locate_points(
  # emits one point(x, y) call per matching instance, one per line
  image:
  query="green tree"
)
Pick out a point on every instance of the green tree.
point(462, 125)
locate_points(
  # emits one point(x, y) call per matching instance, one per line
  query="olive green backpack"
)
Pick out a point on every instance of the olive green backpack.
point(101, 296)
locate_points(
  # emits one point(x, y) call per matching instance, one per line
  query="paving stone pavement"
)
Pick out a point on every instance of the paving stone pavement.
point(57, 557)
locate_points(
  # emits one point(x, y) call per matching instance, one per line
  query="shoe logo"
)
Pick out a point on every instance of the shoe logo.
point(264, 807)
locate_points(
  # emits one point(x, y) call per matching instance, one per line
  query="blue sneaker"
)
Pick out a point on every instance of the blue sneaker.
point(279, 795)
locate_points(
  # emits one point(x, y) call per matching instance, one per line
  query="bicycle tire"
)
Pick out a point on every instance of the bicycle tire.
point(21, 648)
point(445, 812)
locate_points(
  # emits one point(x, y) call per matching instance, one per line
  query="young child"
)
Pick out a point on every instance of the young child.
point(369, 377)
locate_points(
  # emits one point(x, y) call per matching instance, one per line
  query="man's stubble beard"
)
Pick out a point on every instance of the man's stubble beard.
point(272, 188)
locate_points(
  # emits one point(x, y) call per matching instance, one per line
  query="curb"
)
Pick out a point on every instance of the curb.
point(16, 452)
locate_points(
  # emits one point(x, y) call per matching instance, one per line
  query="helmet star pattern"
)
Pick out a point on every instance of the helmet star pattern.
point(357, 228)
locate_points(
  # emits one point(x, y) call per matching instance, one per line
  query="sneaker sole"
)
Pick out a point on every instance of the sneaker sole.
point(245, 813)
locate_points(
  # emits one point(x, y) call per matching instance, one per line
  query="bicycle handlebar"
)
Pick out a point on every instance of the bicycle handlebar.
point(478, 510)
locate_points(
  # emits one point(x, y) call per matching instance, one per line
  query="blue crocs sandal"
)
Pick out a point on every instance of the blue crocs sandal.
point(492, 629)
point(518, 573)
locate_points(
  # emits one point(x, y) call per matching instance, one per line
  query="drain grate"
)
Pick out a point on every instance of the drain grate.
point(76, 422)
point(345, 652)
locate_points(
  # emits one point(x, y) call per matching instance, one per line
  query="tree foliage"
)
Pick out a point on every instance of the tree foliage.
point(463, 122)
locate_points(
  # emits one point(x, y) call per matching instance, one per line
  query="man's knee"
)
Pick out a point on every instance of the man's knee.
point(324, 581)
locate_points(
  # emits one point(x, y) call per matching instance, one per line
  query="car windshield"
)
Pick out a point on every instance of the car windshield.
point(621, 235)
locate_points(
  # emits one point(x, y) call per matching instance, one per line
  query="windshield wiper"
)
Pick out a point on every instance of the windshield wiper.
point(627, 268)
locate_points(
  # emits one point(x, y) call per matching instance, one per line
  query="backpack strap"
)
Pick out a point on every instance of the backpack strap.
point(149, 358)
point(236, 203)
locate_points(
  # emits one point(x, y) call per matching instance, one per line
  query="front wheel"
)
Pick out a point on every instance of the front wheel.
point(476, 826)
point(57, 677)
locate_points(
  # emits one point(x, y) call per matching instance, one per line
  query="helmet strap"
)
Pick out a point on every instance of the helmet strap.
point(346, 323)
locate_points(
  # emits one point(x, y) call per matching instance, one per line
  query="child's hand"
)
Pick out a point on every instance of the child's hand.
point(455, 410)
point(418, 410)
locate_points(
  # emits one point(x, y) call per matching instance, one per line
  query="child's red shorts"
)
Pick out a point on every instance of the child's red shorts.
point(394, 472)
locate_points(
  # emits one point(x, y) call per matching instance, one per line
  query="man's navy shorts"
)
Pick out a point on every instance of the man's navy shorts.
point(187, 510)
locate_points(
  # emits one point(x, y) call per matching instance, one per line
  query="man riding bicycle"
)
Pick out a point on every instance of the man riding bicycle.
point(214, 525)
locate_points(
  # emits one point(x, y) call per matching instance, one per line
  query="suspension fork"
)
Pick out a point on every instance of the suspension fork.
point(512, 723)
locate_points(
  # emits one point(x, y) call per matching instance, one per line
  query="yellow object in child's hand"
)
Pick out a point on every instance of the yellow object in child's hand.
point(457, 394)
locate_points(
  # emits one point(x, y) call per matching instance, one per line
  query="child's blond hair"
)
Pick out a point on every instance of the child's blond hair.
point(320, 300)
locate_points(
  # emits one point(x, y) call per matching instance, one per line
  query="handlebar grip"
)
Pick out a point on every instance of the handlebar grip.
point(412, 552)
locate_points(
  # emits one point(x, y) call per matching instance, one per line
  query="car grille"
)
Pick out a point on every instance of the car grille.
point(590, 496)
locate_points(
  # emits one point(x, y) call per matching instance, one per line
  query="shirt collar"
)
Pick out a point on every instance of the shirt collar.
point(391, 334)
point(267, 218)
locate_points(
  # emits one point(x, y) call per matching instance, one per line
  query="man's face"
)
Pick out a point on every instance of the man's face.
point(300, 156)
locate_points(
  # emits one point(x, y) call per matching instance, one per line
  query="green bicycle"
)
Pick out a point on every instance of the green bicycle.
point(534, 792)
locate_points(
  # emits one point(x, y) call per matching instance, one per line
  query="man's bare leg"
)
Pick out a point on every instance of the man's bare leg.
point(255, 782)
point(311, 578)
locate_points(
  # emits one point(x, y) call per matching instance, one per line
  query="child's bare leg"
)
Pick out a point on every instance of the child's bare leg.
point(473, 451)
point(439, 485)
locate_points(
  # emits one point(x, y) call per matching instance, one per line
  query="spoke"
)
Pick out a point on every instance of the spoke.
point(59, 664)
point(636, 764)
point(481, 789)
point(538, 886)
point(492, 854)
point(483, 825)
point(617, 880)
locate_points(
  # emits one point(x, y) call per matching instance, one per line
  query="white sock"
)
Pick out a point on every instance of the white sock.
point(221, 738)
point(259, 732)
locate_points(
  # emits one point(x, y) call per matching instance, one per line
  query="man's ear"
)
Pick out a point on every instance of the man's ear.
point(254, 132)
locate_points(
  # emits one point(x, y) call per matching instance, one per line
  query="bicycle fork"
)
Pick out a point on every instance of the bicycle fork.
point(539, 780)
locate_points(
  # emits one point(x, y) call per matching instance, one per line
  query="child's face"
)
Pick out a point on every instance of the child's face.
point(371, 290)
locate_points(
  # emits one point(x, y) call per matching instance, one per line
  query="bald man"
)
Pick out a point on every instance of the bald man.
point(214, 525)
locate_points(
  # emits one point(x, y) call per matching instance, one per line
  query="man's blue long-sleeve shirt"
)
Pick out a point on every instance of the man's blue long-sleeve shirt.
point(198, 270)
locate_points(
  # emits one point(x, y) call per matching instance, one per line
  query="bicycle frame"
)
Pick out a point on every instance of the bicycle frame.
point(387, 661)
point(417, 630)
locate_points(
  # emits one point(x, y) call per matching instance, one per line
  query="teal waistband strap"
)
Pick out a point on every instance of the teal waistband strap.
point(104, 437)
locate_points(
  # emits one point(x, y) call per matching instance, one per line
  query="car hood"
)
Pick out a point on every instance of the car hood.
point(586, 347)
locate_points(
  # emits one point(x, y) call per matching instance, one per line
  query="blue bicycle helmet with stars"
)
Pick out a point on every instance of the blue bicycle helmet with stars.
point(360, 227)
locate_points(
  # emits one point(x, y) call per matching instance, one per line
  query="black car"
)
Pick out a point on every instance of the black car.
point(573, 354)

Task item ▸
The data given before this task must be transcribed exactly and in full.

Output below ▸
locate_points(
  # emits one point(x, y) call per matching instance, one per line
  image:
  query="green tree"
)
Pick out a point on every instance of the green tree.
point(462, 125)
locate_points(
  # emits one point(x, y) call per matching instance, one per line
  query="olive green backpack"
)
Pick out a point on every instance of the olive green backpack.
point(101, 296)
locate_points(
  # emits one point(x, y) call per matching instance, one per line
  query="paving stone pavement"
)
Pick out a point on every instance of the paving stone pavement.
point(57, 557)
locate_points(
  # emits one point(x, y) call per matching instance, one per line
  query="shoe logo"
)
Pick out a point on every instance of the shoe logo.
point(264, 807)
locate_points(
  # emits one point(x, y) call per matching instance, one per line
  query="blue sneaker"
)
Pick out a point on every instance of the blue sneaker.
point(279, 795)
locate_points(
  # emits one point(x, y) call per matching instance, one per line
  query="bicycle tire"
)
Pick out a point on every instance of the bicycle tire.
point(21, 648)
point(445, 812)
locate_points(
  # emits one point(x, y) call per matching instance, one per line
  query="young child"
)
Pick out a point on every instance of the young child.
point(369, 377)
locate_points(
  # emits one point(x, y) call per matching instance, one per line
  query="man's stubble beard"
)
Pick out a point on every instance of the man's stubble beard.
point(272, 188)
locate_points(
  # emits one point(x, y) call per matching instance, one per line
  query="curb"
)
Pick out a point on every instance of the curb.
point(16, 452)
locate_points(
  # emits one point(x, y) call per matching instance, one per line
  query="helmet star pattern"
)
Pick out a point on every instance of the helmet star pattern.
point(357, 228)
locate_points(
  # emits one point(x, y) call per matching instance, one per line
  query="sneaker sole"
)
Pick out a point on every instance of the sneaker sole.
point(245, 813)
locate_points(
  # emits one point(x, y) call per matching instance, one per line
  query="bicycle handlebar"
)
Pick out a point on every instance of the bicycle handlebar.
point(478, 510)
locate_points(
  # emits one point(x, y) call per matching instance, one per line
  query="blue crocs sandal"
)
Pick out a point on every instance of the blue crocs sandal.
point(492, 629)
point(518, 573)
locate_points(
  # emits one point(x, y) call per matching instance, one per line
  query="drain grate"
)
Pick out a point on every instance of the drain grate.
point(76, 422)
point(345, 652)
locate_points(
  # emits one point(x, y) call per matching instance, one per line
  query="tree foliage"
)
Pick out a point on every instance of the tree foliage.
point(463, 122)
locate_points(
  # emits one point(x, y) call per matching instance, one per line
  query="man's knee"
)
Pick out a point on every instance of the man's knee.
point(324, 581)
locate_points(
  # emits one point(x, y) call per matching instance, one per line
  query="car windshield"
)
Pick out a point on every instance of the car windshield.
point(621, 235)
locate_points(
  # emits one point(x, y) call per matching instance, one per line
  query="windshield wiper"
)
Pick out a point on every instance of the windshield wiper.
point(627, 268)
locate_points(
  # emits one point(x, y) call per matching instance, one per line
  query="backpack strap"
)
Pick out a point on every instance of the backpack strap.
point(149, 358)
point(236, 203)
locate_points(
  # emits one point(x, y) call per matching instance, one per line
  query="front wheel"
)
Pick out a point on every instance of the front wheel.
point(476, 826)
point(57, 677)
locate_points(
  # emits one point(x, y) call per matching instance, one per line
  query="helmet strap"
)
Pick out a point on every instance of the helmet strap.
point(346, 323)
locate_points(
  # emits one point(x, y) call per matching instance, one per line
  query="child's hand"
)
Pick out a point on every instance of the child's hand.
point(455, 410)
point(418, 410)
locate_points(
  # emits one point(x, y) call per matching instance, one per line
  query="child's red shorts"
)
Pick out a point on every instance of the child's red shorts.
point(394, 472)
locate_points(
  # emits one point(x, y) call per matching instance, one per line
  query="man's navy shorts"
)
Pick out a point on every instance of the man's navy shorts.
point(187, 510)
locate_points(
  # emits one point(x, y) call per matching instance, one per line
  query="man riding bicycle"
)
Pick out a point on every instance of the man riding bicycle.
point(214, 525)
locate_points(
  # emits one point(x, y) call per matching instance, one per line
  query="suspension fork"
)
Pick out a point on every instance of the suspension fork.
point(512, 723)
locate_points(
  # emits one point(x, y) call per matching instance, one per line
  query="yellow object in child's hand"
)
Pick out a point on every instance of the yellow object in child's hand.
point(457, 394)
locate_points(
  # emits one point(x, y) call per matching instance, one per line
  query="child's blond hair"
)
Pick out a point on every instance of the child's blond hair.
point(320, 300)
locate_points(
  # emits one point(x, y) call per matching instance, one per line
  query="handlebar grip"
)
Pick out a point on every instance of the handlebar grip.
point(412, 552)
locate_points(
  # emits one point(x, y) call per matching instance, one per line
  query="car grille"
)
Pick out a point on every instance of the car grille.
point(590, 496)
locate_points(
  # emits one point(x, y) call per matching instance, one per line
  query="shirt collar"
)
Pick out a point on every instance of the shirt collar.
point(391, 334)
point(267, 218)
locate_points(
  # emits one point(x, y) call per matching instance, one per line
  query="man's face"
)
Pick out a point on every instance of the man's face.
point(300, 156)
locate_points(
  # emits one point(x, y) call per matching instance, one per line
  query="green bicycle"
)
Pick out a point on every instance of the green bicycle.
point(534, 792)
locate_points(
  # emits one point(x, y) call per matching instance, one per line
  query="man's bare leg"
)
Pick out a point on every instance of the man's bare leg.
point(255, 782)
point(311, 578)
locate_points(
  # emits one point(x, y) call per matching instance, one per line
  query="child's bare leg"
)
Pick out a point on every instance of the child's bare leg.
point(473, 451)
point(439, 485)
locate_points(
  # emits one point(x, y) call per matching instance, one per line
  query="spoke"
)
Pick out a point on every instance of the spoke.
point(59, 664)
point(636, 764)
point(481, 789)
point(538, 886)
point(492, 854)
point(483, 825)
point(617, 880)
locate_points(
  # emits one point(x, y) call per matching instance, one per line
  query="white sock"
)
Pick out a point on every instance of the white sock.
point(221, 738)
point(259, 732)
locate_points(
  # emits one point(x, y) call per matching instance, one per line
  query="man's ear"
)
Pick out a point on every instance of the man's ear.
point(254, 132)
locate_points(
  # emits one point(x, y) call per matching instance, one per line
  query="bicycle fork"
)
Pick out a point on every instance of the bicycle fork.
point(539, 780)
locate_points(
  # emits one point(x, y) call per matching instance, one per line
  query="child's face"
)
Pick out a point on every instance of the child's face.
point(371, 290)
locate_points(
  # emits one point(x, y) call per matching instance, one per line
  query="bald man"
)
Pick out a point on every instance of the bald man.
point(214, 525)
locate_points(
  # emits one point(x, y) call per matching instance, one per line
  query="man's blue long-sleeve shirt"
)
Pick out a point on every instance of the man's blue long-sleeve shirt.
point(198, 270)
locate_points(
  # emits one point(x, y) call per matching instance, one per line
  query="bicycle frame"
)
Pick out a point on every instance of the bicycle frame.
point(387, 661)
point(417, 630)
locate_points(
  # emits one point(x, y) call per matching instance, one per line
  query="teal waistband strap"
)
Pick out a point on every instance of the teal waistband strap.
point(104, 437)
locate_points(
  # emits one point(x, y) call per matching instance, one per line
  query="car hood"
)
Pick out a point on every instance of the car hood.
point(586, 347)
locate_points(
  # emits one point(x, y) call per matching instance, one per line
  query="blue bicycle helmet with stars"
)
Pick out a point on every instance of the blue bicycle helmet with stars.
point(360, 227)
locate_points(
  # emits one point(x, y) call per matching instance, one per line
  query="black car"
)
Pick out a point on every instance of the black car.
point(573, 354)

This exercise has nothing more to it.